• _Verilen Görev 1_
Aşağıdaki metinde "Mavi Marmara şehidi" sözcüklerinden başlayıp "hayallerinin olduğunu söyledi." sözcükleri de dahil olmak üzere uzanan bölümü, "düşlerinin" yerine "rüyalarının" yazarak güncellenmiş hâliyle yeniden veriniz.

• _Metin Alıntısı_
□ □ □ □ □ □ □

Abluka altındaki Gazze'ye insani yardım ulaştırmak için yola çıkan Mavi Marmara Gemisi'ne 31 Mayıs 2010 tarihinde, uluslararası karasularda siyonist rejimin çeteleri tarafından helikopter ve hücum botları ile saldırı düzenlenmiş, saldırıda 10 Müslüman şehid olurken onlarca Müslüman da yaralanmıştı.
Mavi Marmara Gemisi'nde şehadet mertebesine ulaşanlardan biri de Adanalı Şehid Çetin Topçuoğlu'ydu.
Mavi Marmara şehidi Çetin Topçuoğlunu anlatan eşi, kendisinin de şehidin de Filistin'de, Gazze'de şehid olma düşlerinin ve hayallerinin olduğunu söyledi.
"Çok iyi bir baba çok iyi bir eş idi"
Çiğdem Topçuoğlu
'Şehit Çetin Topçuoğlu’nu tanımak için beş dakika ayırmak yeterliydi' diyen eşi Çiğdem Topçuoğlu, "Disiplinli, sevimli, şakayı sever biri ve sporcuydu; aynı zamanda çok iyi bir baba çok iyi bir eş idi. Sokakta mağdur olan insanların yardımına koşan bir insandı. Zabıta memurları o dönemde tablacıları yoldan kaldırtmaya çalışırken, o gider tablacılara yardım eder, zabıtalarla birbirlerine girerlerdi. Zabıta müdürü arkadaşımızdı. Her seferinde onlara şunu söylüyordu: 'Oğlum bak, Çetin abinin geçtiği yerden siz eleman alamazsınız. Onun geçtiğini gördükten sonra gidin elemanları toplayın' derdi. Kendi kardeşlerime çok iyi bir abi, anneme çok iyi bir evlat oldu. Ben annemin yanında gelin oldum, o annemin ve babamın oğlu oldu." diye konuştu.
"Kendisini tamamen insanlığa adadı"

□ □ □ □ □ □ □

• _Mevcut Liste_
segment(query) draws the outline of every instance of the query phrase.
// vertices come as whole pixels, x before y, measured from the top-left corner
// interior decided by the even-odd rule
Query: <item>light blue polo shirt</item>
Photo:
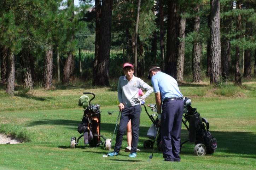
[[[167,74],[157,72],[152,77],[151,83],[155,93],[160,92],[162,101],[171,97],[183,97],[176,80]]]

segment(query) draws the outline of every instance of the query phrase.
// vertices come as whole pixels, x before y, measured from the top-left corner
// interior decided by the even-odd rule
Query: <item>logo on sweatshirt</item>
[[[136,82],[134,83],[133,83],[133,87],[136,87],[136,85],[137,85],[137,83]]]

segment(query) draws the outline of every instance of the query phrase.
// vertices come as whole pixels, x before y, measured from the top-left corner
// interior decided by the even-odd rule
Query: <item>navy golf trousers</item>
[[[132,149],[131,153],[136,153],[139,141],[139,129],[140,127],[140,116],[141,112],[141,107],[138,104],[130,107],[124,107],[122,110],[116,139],[114,151],[119,153],[122,146],[123,136],[125,132],[127,124],[130,119],[132,123]]]
[[[173,100],[162,105],[161,116],[161,135],[163,157],[166,160],[180,160],[180,134],[183,100]]]

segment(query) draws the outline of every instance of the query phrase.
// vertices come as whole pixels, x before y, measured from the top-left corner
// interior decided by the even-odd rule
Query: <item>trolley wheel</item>
[[[163,151],[163,148],[162,147],[162,141],[159,143],[159,144],[157,146],[157,148],[159,151]]]
[[[144,142],[143,144],[143,147],[144,148],[153,148],[153,143],[152,140],[146,140]]]
[[[203,144],[198,144],[194,148],[194,153],[197,156],[204,156],[206,154],[206,147]]]
[[[111,148],[111,139],[107,139],[106,140],[106,149],[109,150]]]
[[[71,140],[70,141],[70,148],[74,149],[76,148],[76,138],[75,137],[72,137],[71,138]]]

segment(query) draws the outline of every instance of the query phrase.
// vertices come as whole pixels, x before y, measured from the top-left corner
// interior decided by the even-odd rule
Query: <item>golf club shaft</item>
[[[110,115],[112,115],[112,114],[113,113],[114,113],[114,112],[115,112],[115,111],[120,111],[120,109],[117,110],[115,110],[115,111],[113,111],[112,112],[111,112],[111,111],[107,111],[107,113],[109,113],[109,114],[110,114]]]
[[[109,152],[107,153],[107,155],[109,155],[109,151],[110,150],[110,148],[111,148],[111,146],[112,145],[112,142],[113,142],[113,139],[114,139],[114,136],[115,135],[115,133],[116,132],[116,127],[117,126],[117,123],[118,123],[118,120],[119,120],[119,117],[120,117],[120,115],[121,114],[121,110],[120,110],[119,111],[119,114],[118,115],[118,117],[117,117],[117,120],[116,121],[116,127],[115,128],[115,130],[114,130],[114,133],[113,134],[113,136],[112,136],[112,139],[111,140],[111,142],[110,142],[110,146],[109,147]]]
[[[154,144],[154,147],[153,147],[153,152],[152,152],[152,156],[151,157],[151,159],[153,158],[153,154],[154,154],[154,150],[155,150],[155,147],[156,146],[156,143],[157,143],[157,138],[158,138],[158,135],[159,134],[159,130],[160,130],[160,127],[158,127],[158,130],[157,130],[157,133],[156,134],[156,138],[155,141],[155,144]]]

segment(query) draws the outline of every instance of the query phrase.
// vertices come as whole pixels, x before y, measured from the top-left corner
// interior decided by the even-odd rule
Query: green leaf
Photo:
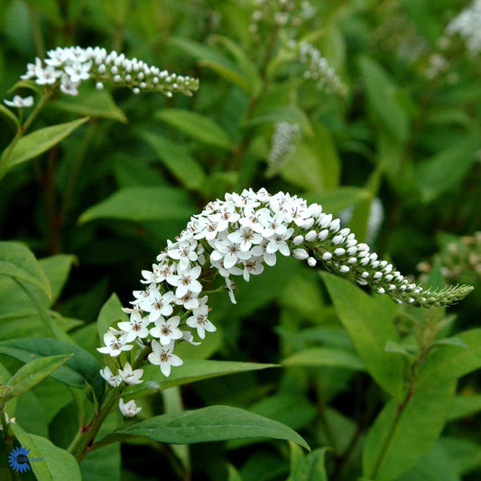
[[[475,153],[480,147],[478,137],[468,137],[417,164],[414,179],[421,199],[430,202],[442,193],[455,189],[476,162]]]
[[[398,141],[405,141],[409,119],[399,100],[397,86],[374,59],[361,57],[358,67],[374,121]]]
[[[162,375],[157,365],[147,365],[143,368],[143,376],[146,382],[127,388],[130,396],[139,396],[152,393],[152,390],[168,389],[170,387],[188,384],[204,379],[218,377],[221,375],[235,375],[246,371],[257,371],[278,367],[275,364],[259,363],[236,363],[231,361],[212,361],[207,359],[184,359],[184,364],[176,367],[169,377]],[[147,381],[148,385],[147,385]]]
[[[481,394],[455,396],[448,416],[449,421],[471,416],[481,411]]]
[[[80,468],[70,453],[42,436],[28,434],[17,424],[10,423],[8,427],[18,442],[30,449],[29,458],[42,458],[30,463],[39,481],[81,481]]]
[[[0,116],[2,116],[6,123],[12,127],[14,132],[16,132],[20,128],[20,120],[18,117],[5,106],[0,106]]]
[[[456,463],[448,455],[439,439],[432,449],[423,456],[415,466],[404,473],[398,481],[461,481]]]
[[[122,124],[128,122],[125,114],[116,105],[107,90],[90,90],[79,96],[63,96],[61,100],[51,104],[65,112],[92,118],[110,118]]]
[[[78,389],[90,387],[97,399],[104,393],[105,383],[100,375],[100,365],[85,349],[68,342],[49,338],[11,339],[0,342],[0,354],[23,363],[39,357],[73,354],[73,356],[51,374],[51,377]]]
[[[211,118],[180,108],[166,108],[155,114],[155,117],[172,125],[207,145],[229,150],[231,140],[227,133]]]
[[[7,157],[0,171],[0,178],[14,165],[34,159],[48,151],[88,120],[88,117],[79,118],[66,124],[59,124],[58,125],[39,129],[22,137],[14,147],[10,156]]]
[[[22,366],[8,381],[6,399],[20,396],[63,365],[73,355],[51,356],[33,359]]]
[[[97,218],[144,220],[188,220],[194,213],[188,194],[173,187],[125,187],[88,208],[80,224]]]
[[[481,467],[481,447],[478,442],[451,437],[443,437],[438,442],[449,456],[459,476]]]
[[[57,301],[61,290],[67,282],[72,264],[76,261],[75,255],[59,254],[51,257],[41,259],[40,265],[47,276],[51,286],[51,305]]]
[[[206,180],[206,174],[199,162],[183,145],[162,135],[143,132],[141,136],[155,151],[165,167],[188,189],[199,190]]]
[[[128,316],[122,310],[122,302],[114,292],[108,301],[102,306],[98,317],[97,318],[97,328],[98,338],[103,341],[104,334],[114,322],[125,322],[128,320]]]
[[[15,242],[0,242],[0,276],[30,282],[51,299],[51,288],[44,272],[32,251]]]
[[[370,199],[371,194],[358,187],[338,187],[335,190],[325,192],[307,192],[302,197],[310,204],[317,202],[322,206],[323,212],[338,214],[359,200]]]
[[[327,273],[321,275],[339,319],[365,368],[383,389],[400,401],[404,384],[404,362],[384,350],[387,341],[399,341],[391,317],[375,300],[349,281]]]
[[[328,481],[324,458],[328,448],[321,448],[306,456],[291,474],[288,481]]]
[[[328,130],[312,122],[313,135],[296,146],[296,152],[281,169],[282,178],[307,190],[338,187],[340,161]]]
[[[416,390],[457,379],[481,367],[481,328],[457,335],[467,348],[445,346],[430,354],[419,373]]]
[[[451,382],[416,393],[402,410],[389,401],[367,433],[363,475],[375,481],[397,479],[427,454],[444,427],[455,388]]]
[[[364,371],[365,368],[359,356],[351,351],[336,347],[312,347],[290,356],[281,361],[289,366],[331,365]]]
[[[293,441],[309,449],[306,441],[291,428],[230,406],[211,406],[155,416],[134,426],[117,430],[102,441],[133,436],[171,444],[263,438]]]

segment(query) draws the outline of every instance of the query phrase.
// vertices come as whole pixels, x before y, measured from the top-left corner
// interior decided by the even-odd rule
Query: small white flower
[[[182,359],[172,353],[174,341],[168,346],[161,346],[155,339],[152,341],[152,353],[149,354],[149,362],[161,366],[163,375],[171,375],[171,366],[178,366],[183,364]]]
[[[125,403],[121,398],[118,402],[118,407],[120,409],[120,412],[122,412],[125,418],[133,418],[142,411],[142,408],[137,407],[134,400],[131,400]]]
[[[151,329],[151,336],[160,339],[162,346],[167,346],[171,340],[180,339],[182,337],[179,328],[180,323],[180,318],[179,316],[173,316],[167,320],[161,318],[155,321],[155,328]]]
[[[110,370],[110,368],[106,365],[104,369],[100,369],[100,375],[111,385],[114,387],[117,387],[122,383],[122,377],[120,375],[114,375],[114,373]]]
[[[117,338],[111,332],[104,334],[104,344],[105,347],[97,347],[97,350],[112,357],[116,357],[122,351],[130,351],[134,347],[132,344],[125,344],[122,338]]]
[[[199,337],[203,339],[206,337],[206,330],[208,332],[216,331],[216,326],[207,319],[208,312],[208,308],[207,306],[200,306],[198,309],[195,309],[193,311],[193,316],[190,316],[187,319],[187,325],[190,328],[197,328],[197,334]]]
[[[4,100],[5,106],[14,106],[16,108],[23,108],[26,106],[32,106],[33,105],[33,97],[32,96],[23,98],[19,95],[14,96],[13,100]]]
[[[132,369],[130,363],[125,363],[124,369],[119,369],[118,375],[126,384],[140,384],[143,383],[141,379],[143,375],[143,369]]]

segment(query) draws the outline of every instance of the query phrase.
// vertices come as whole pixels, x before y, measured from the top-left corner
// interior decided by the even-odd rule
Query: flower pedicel
[[[264,265],[274,265],[278,254],[305,260],[311,267],[320,263],[400,304],[445,306],[473,289],[465,285],[423,289],[393,264],[379,260],[366,244],[357,243],[348,228],[341,228],[339,219],[322,212],[321,206],[308,205],[303,199],[283,192],[270,195],[264,189],[245,190],[208,203],[191,217],[176,242],[168,241],[157,256],[158,264],[152,271],[142,272],[141,282],[146,288],[134,291],[132,307],[124,310],[130,314],[130,322],[110,328],[104,336],[106,346],[98,351],[117,357],[136,344],[142,349],[135,357],[137,364],[146,358],[169,375],[171,366],[182,364],[173,354],[176,342],[199,344],[193,341],[194,335],[203,339],[206,332],[216,330],[208,319],[208,296],[202,294],[203,282],[220,274],[236,303],[231,277],[243,276],[248,282],[251,275],[261,274]],[[106,367],[101,372],[115,387],[122,382],[142,383],[142,374],[129,363],[116,375]],[[121,405],[126,416],[135,415],[137,409],[134,404]]]

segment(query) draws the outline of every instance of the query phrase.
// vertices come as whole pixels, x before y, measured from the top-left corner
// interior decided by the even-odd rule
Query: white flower
[[[57,81],[61,73],[61,70],[56,70],[50,65],[45,67],[45,69],[36,69],[35,75],[37,79],[35,81],[39,85],[51,85]]]
[[[161,318],[155,321],[155,328],[151,329],[151,336],[159,338],[162,346],[167,346],[171,340],[180,339],[182,337],[179,328],[180,323],[180,318],[179,316],[173,316],[167,320]]]
[[[14,106],[16,108],[23,108],[25,106],[32,106],[33,105],[33,97],[32,96],[23,98],[19,95],[14,96],[13,100],[4,100],[5,106]]]
[[[100,369],[100,375],[111,385],[117,387],[122,383],[122,377],[120,375],[114,375],[114,373],[110,368],[106,365],[104,369]]]
[[[171,375],[171,366],[178,366],[183,364],[182,359],[172,353],[174,342],[168,346],[161,346],[155,339],[152,341],[152,353],[149,354],[149,362],[161,366],[163,375]]]
[[[112,357],[116,357],[122,351],[130,351],[134,346],[125,344],[122,338],[117,338],[111,332],[104,334],[105,347],[97,347],[97,350],[102,354],[108,354]]]
[[[227,239],[234,244],[238,244],[241,251],[248,251],[253,244],[259,244],[263,238],[251,227],[241,227],[239,230],[231,232]]]
[[[150,321],[142,318],[137,310],[133,310],[129,321],[119,322],[117,326],[124,331],[124,342],[134,341],[137,338],[145,338],[149,335],[147,326]]]
[[[185,296],[187,292],[194,292],[199,294],[202,291],[202,284],[197,281],[197,278],[200,275],[202,268],[199,265],[192,267],[192,269],[186,269],[182,271],[178,269],[178,275],[170,275],[167,277],[166,281],[174,287],[177,287],[175,290],[175,295],[178,298]]]
[[[130,363],[125,363],[124,369],[119,369],[118,374],[124,382],[127,384],[140,384],[143,383],[141,379],[143,375],[143,369],[132,369]]]
[[[201,342],[194,342],[194,337],[192,336],[192,333],[190,330],[182,331],[182,340],[187,341],[192,346],[200,346],[202,344]]]
[[[168,291],[164,294],[161,294],[158,289],[151,290],[148,298],[143,299],[139,306],[141,309],[149,312],[149,322],[154,322],[161,316],[170,316],[173,308],[171,305],[173,302],[174,295],[171,291]]]
[[[193,316],[190,316],[187,319],[187,325],[190,328],[197,328],[197,334],[199,337],[203,339],[206,337],[206,330],[208,332],[216,331],[216,326],[207,319],[208,312],[208,308],[207,306],[200,306],[198,309],[195,309],[193,311]]]
[[[120,412],[122,412],[125,418],[133,418],[142,411],[142,408],[138,408],[134,400],[125,403],[124,400],[121,398],[118,402],[118,407],[120,409]]]

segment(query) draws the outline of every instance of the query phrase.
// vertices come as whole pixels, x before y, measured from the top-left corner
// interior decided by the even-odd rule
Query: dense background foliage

□ □ □ □ □ □ □

• _Verilen Görev 2_
Yukarıdaki listede "item" sözcüğünü içeren her satırı kopyalayınız; büyük ve küçük harf ayrımı dikkate alınmalıdır.

• _Eksiksiz Çıktı 1_
Mavi Marmara şehidi Çetin Topçuoğlunu anlatan eşi, kendisinin de şehidin de Filistin'de, Gazze'de şehid olma rüyalarının ve hayallerinin olduğunu söyledi.

• _Eksiksiz Çıktı 2_
Query: <item>light blue polo shirt</item>
Query: <item>logo on sweatshirt</item>
Query: <item>navy golf trousers</item>
Query: <item>trolley wheel</item>
Query: <item>golf club shaft</item>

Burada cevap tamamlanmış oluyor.